-- begin Text section --

Get the latest updates as we post them — right on your browser

. Last Updated: 07/27/2016

The Great Post-Soviet Wine Debate

To Our Readers

The Moscow Times welcomes letters to the editor. Letters for publication should be signed and bear the signatory's address and telephone number.
Letters to the editor should be sent by fax to (7-495) 232-6529, by e-mail to, or by post. The Moscow Times reserves the right to edit letters.

Email the Opinion Page Editor

I don't make a habit of reading transcripts of State Duma sessions, but perhaps I should check in once every few months, for a dose of reality on the ways and means by which my reality is increasingly shaped. Take, for example, the ban on Georgian and Moldovan wines and other Georgian products. The why doesn't much interest me: The reasons for the bans are transparently political. But I found it instructive to read the how: the discussion that preceded the Duma's vote on the ban last week.

In case you missed the great post-Soviet wine debate, here is the gist. Russia's head hygienist, Gennady Onishchenko, declared that wines originating in Moldova and Georgia contained traces of harmful pesticides and could no longer be sold in Russia. The discovery of the pesticides came at a convenient time to punish Georgia and Moldova for recent political actions and statements that Moscow views as disloyal or hostile. The ban on wine imports, instituted last month and later extended to include brandies and sparkling wines, dealt a huge blow to both countries' economies as well as to Russian wine importers.

-- end Text section --
-- begin Material provided --

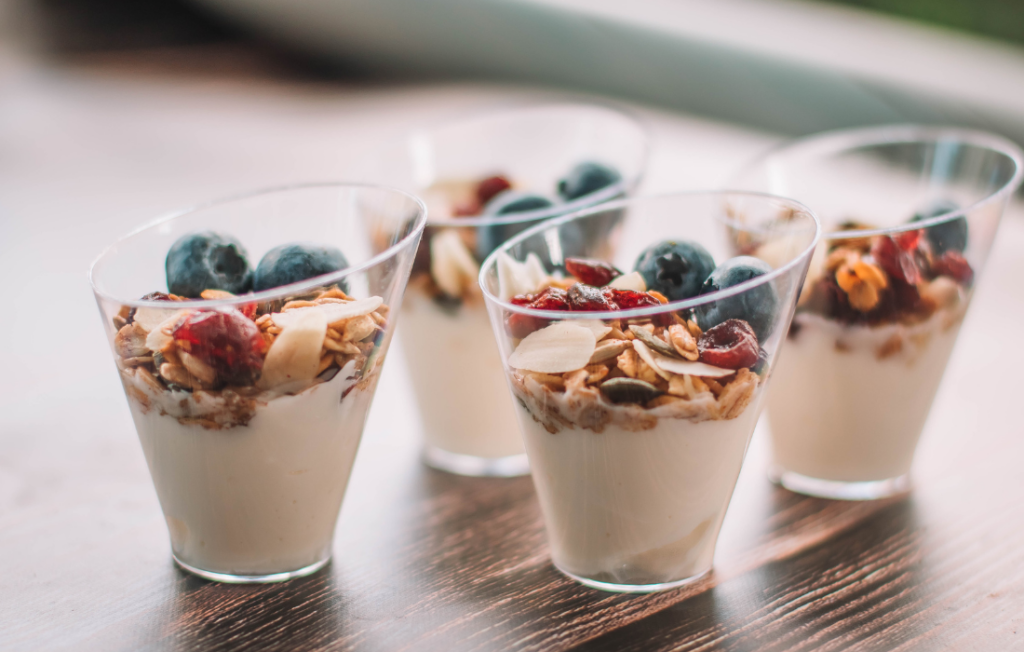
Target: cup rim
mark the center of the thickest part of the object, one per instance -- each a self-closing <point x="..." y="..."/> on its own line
<point x="605" y="193"/>
<point x="863" y="137"/>
<point x="672" y="306"/>
<point x="273" y="293"/>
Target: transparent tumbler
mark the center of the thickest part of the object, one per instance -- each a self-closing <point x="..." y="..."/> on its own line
<point x="458" y="168"/>
<point x="908" y="214"/>
<point x="250" y="406"/>
<point x="637" y="417"/>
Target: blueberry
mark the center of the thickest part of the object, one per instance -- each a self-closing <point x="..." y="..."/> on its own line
<point x="946" y="235"/>
<point x="586" y="178"/>
<point x="507" y="203"/>
<point x="292" y="263"/>
<point x="757" y="306"/>
<point x="207" y="261"/>
<point x="676" y="268"/>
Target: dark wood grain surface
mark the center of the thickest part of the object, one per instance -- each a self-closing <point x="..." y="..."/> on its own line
<point x="424" y="560"/>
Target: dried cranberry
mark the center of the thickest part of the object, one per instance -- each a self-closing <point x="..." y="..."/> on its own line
<point x="628" y="299"/>
<point x="551" y="299"/>
<point x="731" y="345"/>
<point x="487" y="188"/>
<point x="908" y="241"/>
<point x="592" y="272"/>
<point x="953" y="264"/>
<point x="583" y="297"/>
<point x="225" y="340"/>
<point x="897" y="262"/>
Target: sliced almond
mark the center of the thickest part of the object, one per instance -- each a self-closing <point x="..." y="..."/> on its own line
<point x="130" y="341"/>
<point x="160" y="337"/>
<point x="556" y="349"/>
<point x="633" y="280"/>
<point x="647" y="355"/>
<point x="150" y="318"/>
<point x="516" y="277"/>
<point x="608" y="349"/>
<point x="687" y="367"/>
<point x="333" y="312"/>
<point x="295" y="355"/>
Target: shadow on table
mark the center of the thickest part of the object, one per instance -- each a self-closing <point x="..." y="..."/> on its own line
<point x="853" y="588"/>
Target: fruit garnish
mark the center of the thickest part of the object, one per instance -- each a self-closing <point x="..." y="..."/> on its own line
<point x="908" y="241"/>
<point x="551" y="299"/>
<point x="896" y="261"/>
<point x="953" y="264"/>
<point x="627" y="299"/>
<point x="225" y="340"/>
<point x="586" y="178"/>
<point x="558" y="348"/>
<point x="675" y="268"/>
<point x="519" y="326"/>
<point x="757" y="306"/>
<point x="487" y="188"/>
<point x="592" y="272"/>
<point x="583" y="297"/>
<point x="633" y="280"/>
<point x="293" y="263"/>
<point x="731" y="344"/>
<point x="199" y="261"/>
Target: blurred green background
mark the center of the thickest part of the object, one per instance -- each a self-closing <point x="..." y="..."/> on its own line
<point x="999" y="18"/>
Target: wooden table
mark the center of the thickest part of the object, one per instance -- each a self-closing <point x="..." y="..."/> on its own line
<point x="425" y="560"/>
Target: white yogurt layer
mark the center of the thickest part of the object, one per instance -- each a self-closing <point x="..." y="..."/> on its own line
<point x="848" y="403"/>
<point x="637" y="507"/>
<point x="262" y="497"/>
<point x="459" y="380"/>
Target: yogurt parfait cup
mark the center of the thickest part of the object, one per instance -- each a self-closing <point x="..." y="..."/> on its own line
<point x="638" y="368"/>
<point x="485" y="179"/>
<point x="249" y="384"/>
<point x="908" y="214"/>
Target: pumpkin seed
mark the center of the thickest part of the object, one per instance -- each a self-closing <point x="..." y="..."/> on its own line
<point x="629" y="390"/>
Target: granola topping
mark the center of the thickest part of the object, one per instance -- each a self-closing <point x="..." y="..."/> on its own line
<point x="628" y="373"/>
<point x="213" y="367"/>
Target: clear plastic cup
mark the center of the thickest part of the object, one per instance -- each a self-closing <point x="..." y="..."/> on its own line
<point x="885" y="297"/>
<point x="468" y="426"/>
<point x="250" y="408"/>
<point x="636" y="421"/>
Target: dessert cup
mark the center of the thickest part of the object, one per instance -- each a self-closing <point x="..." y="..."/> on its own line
<point x="885" y="296"/>
<point x="468" y="425"/>
<point x="634" y="450"/>
<point x="250" y="407"/>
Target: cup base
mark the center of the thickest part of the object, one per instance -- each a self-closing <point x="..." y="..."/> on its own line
<point x="839" y="490"/>
<point x="230" y="578"/>
<point x="508" y="467"/>
<point x="614" y="588"/>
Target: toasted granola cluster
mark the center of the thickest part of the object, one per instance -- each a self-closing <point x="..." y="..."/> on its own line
<point x="629" y="372"/>
<point x="900" y="278"/>
<point x="631" y="381"/>
<point x="212" y="366"/>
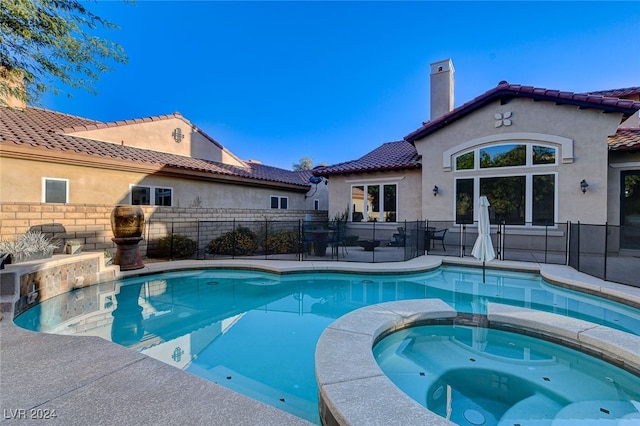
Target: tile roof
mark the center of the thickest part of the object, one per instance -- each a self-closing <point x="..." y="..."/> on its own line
<point x="400" y="155"/>
<point x="43" y="129"/>
<point x="505" y="90"/>
<point x="618" y="93"/>
<point x="627" y="139"/>
<point x="100" y="125"/>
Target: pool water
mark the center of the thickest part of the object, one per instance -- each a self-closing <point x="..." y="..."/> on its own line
<point x="480" y="376"/>
<point x="255" y="332"/>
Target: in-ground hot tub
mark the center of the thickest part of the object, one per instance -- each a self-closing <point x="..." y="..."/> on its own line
<point x="480" y="384"/>
<point x="481" y="376"/>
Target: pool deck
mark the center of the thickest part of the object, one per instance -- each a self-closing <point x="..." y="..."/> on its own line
<point x="88" y="380"/>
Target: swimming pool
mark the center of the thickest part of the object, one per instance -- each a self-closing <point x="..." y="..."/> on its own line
<point x="255" y="332"/>
<point x="484" y="376"/>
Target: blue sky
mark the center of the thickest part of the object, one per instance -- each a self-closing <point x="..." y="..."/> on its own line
<point x="278" y="81"/>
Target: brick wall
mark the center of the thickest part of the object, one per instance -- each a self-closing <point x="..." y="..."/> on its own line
<point x="90" y="224"/>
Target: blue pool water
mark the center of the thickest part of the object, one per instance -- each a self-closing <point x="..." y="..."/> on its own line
<point x="256" y="332"/>
<point x="480" y="376"/>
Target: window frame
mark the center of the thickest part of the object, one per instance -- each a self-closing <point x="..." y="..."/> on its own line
<point x="365" y="206"/>
<point x="152" y="194"/>
<point x="528" y="201"/>
<point x="529" y="156"/>
<point x="279" y="199"/>
<point x="45" y="179"/>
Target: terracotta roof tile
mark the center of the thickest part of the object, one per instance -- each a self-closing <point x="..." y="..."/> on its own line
<point x="627" y="139"/>
<point x="505" y="90"/>
<point x="400" y="155"/>
<point x="619" y="93"/>
<point x="42" y="128"/>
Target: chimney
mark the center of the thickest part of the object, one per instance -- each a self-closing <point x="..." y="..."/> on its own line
<point x="10" y="82"/>
<point x="441" y="88"/>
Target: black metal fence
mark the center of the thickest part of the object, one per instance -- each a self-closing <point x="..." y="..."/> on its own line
<point x="593" y="249"/>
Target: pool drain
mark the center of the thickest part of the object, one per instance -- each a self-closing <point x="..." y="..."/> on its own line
<point x="474" y="417"/>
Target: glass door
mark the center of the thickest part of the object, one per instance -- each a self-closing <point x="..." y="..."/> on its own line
<point x="630" y="210"/>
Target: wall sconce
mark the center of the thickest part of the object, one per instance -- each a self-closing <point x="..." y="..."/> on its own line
<point x="584" y="186"/>
<point x="177" y="134"/>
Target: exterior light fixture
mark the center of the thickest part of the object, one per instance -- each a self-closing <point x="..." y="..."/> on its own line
<point x="177" y="135"/>
<point x="584" y="186"/>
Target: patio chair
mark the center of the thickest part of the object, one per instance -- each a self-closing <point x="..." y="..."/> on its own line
<point x="338" y="240"/>
<point x="399" y="239"/>
<point x="434" y="235"/>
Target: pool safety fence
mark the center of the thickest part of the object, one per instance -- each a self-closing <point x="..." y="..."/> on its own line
<point x="598" y="250"/>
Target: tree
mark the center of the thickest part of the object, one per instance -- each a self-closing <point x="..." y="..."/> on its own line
<point x="304" y="164"/>
<point x="47" y="42"/>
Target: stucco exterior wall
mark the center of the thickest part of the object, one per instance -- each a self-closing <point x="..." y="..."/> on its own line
<point x="22" y="181"/>
<point x="619" y="162"/>
<point x="580" y="135"/>
<point x="158" y="136"/>
<point x="90" y="224"/>
<point x="409" y="189"/>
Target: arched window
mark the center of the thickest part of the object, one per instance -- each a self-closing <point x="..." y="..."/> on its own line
<point x="520" y="190"/>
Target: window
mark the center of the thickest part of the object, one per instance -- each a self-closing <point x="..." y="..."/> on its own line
<point x="151" y="196"/>
<point x="55" y="190"/>
<point x="279" y="202"/>
<point x="374" y="203"/>
<point x="506" y="155"/>
<point x="516" y="199"/>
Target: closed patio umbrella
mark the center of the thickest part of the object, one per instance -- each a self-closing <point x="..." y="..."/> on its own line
<point x="483" y="247"/>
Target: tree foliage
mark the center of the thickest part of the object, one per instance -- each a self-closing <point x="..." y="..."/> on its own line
<point x="305" y="163"/>
<point x="45" y="43"/>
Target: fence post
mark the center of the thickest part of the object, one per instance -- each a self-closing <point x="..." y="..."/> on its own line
<point x="233" y="247"/>
<point x="578" y="249"/>
<point x="546" y="239"/>
<point x="266" y="237"/>
<point x="300" y="241"/>
<point x="373" y="238"/>
<point x="606" y="242"/>
<point x="171" y="243"/>
<point x="567" y="245"/>
<point x="198" y="240"/>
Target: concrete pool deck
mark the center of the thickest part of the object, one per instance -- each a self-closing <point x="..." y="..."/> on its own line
<point x="88" y="380"/>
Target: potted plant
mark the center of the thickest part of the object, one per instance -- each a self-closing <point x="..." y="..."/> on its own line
<point x="32" y="245"/>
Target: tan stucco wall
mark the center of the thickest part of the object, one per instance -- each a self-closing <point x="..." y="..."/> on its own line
<point x="409" y="189"/>
<point x="619" y="162"/>
<point x="21" y="181"/>
<point x="157" y="136"/>
<point x="90" y="224"/>
<point x="586" y="128"/>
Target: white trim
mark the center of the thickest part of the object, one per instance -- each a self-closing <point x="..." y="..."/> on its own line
<point x="381" y="184"/>
<point x="44" y="188"/>
<point x="633" y="165"/>
<point x="279" y="198"/>
<point x="152" y="194"/>
<point x="565" y="143"/>
<point x="391" y="179"/>
<point x="528" y="219"/>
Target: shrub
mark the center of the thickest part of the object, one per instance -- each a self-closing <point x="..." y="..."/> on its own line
<point x="182" y="246"/>
<point x="240" y="241"/>
<point x="30" y="245"/>
<point x="351" y="240"/>
<point x="281" y="242"/>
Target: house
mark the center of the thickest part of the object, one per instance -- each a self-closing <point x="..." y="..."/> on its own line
<point x="68" y="171"/>
<point x="541" y="157"/>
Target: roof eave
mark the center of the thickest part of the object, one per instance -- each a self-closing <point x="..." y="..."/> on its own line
<point x="505" y="94"/>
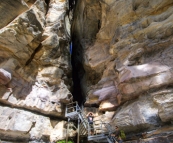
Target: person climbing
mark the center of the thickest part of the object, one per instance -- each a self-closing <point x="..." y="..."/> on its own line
<point x="90" y="117"/>
<point x="117" y="135"/>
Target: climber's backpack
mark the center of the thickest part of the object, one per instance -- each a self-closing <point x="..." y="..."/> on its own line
<point x="122" y="134"/>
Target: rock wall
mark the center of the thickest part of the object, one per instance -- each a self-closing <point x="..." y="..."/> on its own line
<point x="125" y="48"/>
<point x="35" y="69"/>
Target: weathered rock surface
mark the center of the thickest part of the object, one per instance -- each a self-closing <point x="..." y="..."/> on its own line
<point x="20" y="125"/>
<point x="126" y="58"/>
<point x="35" y="69"/>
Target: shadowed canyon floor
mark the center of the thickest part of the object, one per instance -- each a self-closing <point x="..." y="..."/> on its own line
<point x="121" y="59"/>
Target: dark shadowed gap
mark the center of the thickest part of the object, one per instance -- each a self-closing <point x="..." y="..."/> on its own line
<point x="47" y="2"/>
<point x="77" y="73"/>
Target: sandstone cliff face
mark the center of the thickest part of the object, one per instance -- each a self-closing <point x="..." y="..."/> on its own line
<point x="125" y="49"/>
<point x="35" y="70"/>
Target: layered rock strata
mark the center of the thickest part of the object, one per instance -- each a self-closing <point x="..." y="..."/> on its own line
<point x="35" y="70"/>
<point x="126" y="52"/>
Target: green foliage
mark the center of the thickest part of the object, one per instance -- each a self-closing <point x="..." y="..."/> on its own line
<point x="63" y="141"/>
<point x="122" y="134"/>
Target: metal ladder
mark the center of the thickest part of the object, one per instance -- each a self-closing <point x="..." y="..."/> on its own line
<point x="102" y="131"/>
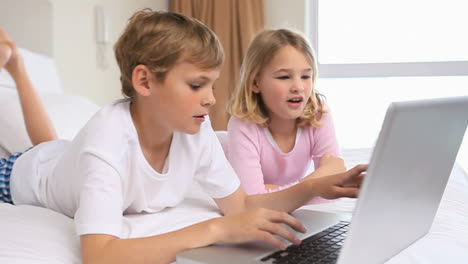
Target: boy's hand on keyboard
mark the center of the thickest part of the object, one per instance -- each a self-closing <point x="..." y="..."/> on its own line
<point x="257" y="225"/>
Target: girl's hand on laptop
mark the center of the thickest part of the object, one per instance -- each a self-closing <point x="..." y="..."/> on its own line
<point x="258" y="224"/>
<point x="329" y="165"/>
<point x="345" y="184"/>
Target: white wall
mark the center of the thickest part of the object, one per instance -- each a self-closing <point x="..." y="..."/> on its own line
<point x="75" y="47"/>
<point x="290" y="14"/>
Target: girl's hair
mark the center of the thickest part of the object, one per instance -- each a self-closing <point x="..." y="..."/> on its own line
<point x="160" y="40"/>
<point x="247" y="105"/>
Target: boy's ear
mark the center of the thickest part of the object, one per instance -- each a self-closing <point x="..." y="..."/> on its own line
<point x="255" y="88"/>
<point x="141" y="77"/>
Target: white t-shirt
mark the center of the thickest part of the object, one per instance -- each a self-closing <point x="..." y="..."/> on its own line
<point x="102" y="174"/>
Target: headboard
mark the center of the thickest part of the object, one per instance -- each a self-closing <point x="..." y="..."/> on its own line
<point x="29" y="23"/>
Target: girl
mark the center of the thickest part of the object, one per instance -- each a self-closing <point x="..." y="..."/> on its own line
<point x="141" y="155"/>
<point x="279" y="122"/>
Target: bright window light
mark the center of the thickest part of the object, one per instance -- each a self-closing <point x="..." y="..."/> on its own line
<point x="377" y="31"/>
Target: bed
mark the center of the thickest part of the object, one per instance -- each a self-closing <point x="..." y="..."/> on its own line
<point x="37" y="235"/>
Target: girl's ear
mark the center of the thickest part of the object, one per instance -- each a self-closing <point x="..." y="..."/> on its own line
<point x="141" y="77"/>
<point x="255" y="87"/>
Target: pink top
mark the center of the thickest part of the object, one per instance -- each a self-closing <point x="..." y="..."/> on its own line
<point x="258" y="160"/>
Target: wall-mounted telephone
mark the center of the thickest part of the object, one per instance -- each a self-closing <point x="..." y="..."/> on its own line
<point x="102" y="25"/>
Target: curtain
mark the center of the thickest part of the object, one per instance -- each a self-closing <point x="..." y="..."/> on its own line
<point x="235" y="22"/>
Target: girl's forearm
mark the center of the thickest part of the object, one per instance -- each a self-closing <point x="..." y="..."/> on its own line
<point x="286" y="200"/>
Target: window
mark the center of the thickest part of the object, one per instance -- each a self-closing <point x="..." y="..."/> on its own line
<point x="368" y="38"/>
<point x="373" y="52"/>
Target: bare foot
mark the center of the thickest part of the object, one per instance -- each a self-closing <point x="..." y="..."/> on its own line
<point x="9" y="56"/>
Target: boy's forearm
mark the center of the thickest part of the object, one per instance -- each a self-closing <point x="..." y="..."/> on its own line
<point x="286" y="200"/>
<point x="156" y="249"/>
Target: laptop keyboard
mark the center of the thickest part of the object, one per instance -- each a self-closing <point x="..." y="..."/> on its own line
<point x="323" y="247"/>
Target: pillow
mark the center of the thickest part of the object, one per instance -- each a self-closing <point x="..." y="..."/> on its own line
<point x="41" y="70"/>
<point x="69" y="113"/>
<point x="37" y="235"/>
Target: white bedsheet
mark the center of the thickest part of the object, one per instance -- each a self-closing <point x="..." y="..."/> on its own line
<point x="37" y="235"/>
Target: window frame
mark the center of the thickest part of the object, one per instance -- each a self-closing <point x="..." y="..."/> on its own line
<point x="345" y="70"/>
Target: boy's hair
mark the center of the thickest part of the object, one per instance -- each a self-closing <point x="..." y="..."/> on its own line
<point x="247" y="105"/>
<point x="160" y="40"/>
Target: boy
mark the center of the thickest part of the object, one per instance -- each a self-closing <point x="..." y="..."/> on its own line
<point x="141" y="154"/>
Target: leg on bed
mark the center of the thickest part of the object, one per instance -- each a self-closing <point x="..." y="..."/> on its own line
<point x="38" y="123"/>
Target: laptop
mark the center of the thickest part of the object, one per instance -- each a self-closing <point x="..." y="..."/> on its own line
<point x="407" y="175"/>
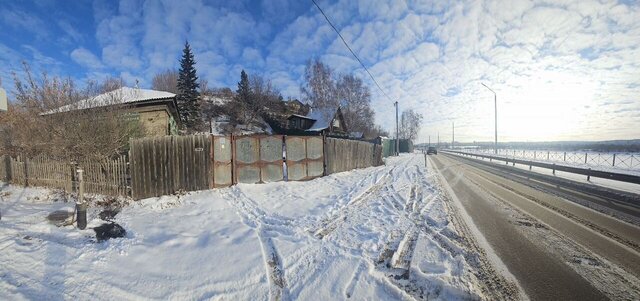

-- end Material provided --

List every country the wine ban article names. Rely only on the wine ban article when responding.

Georgia, Moldova, Russia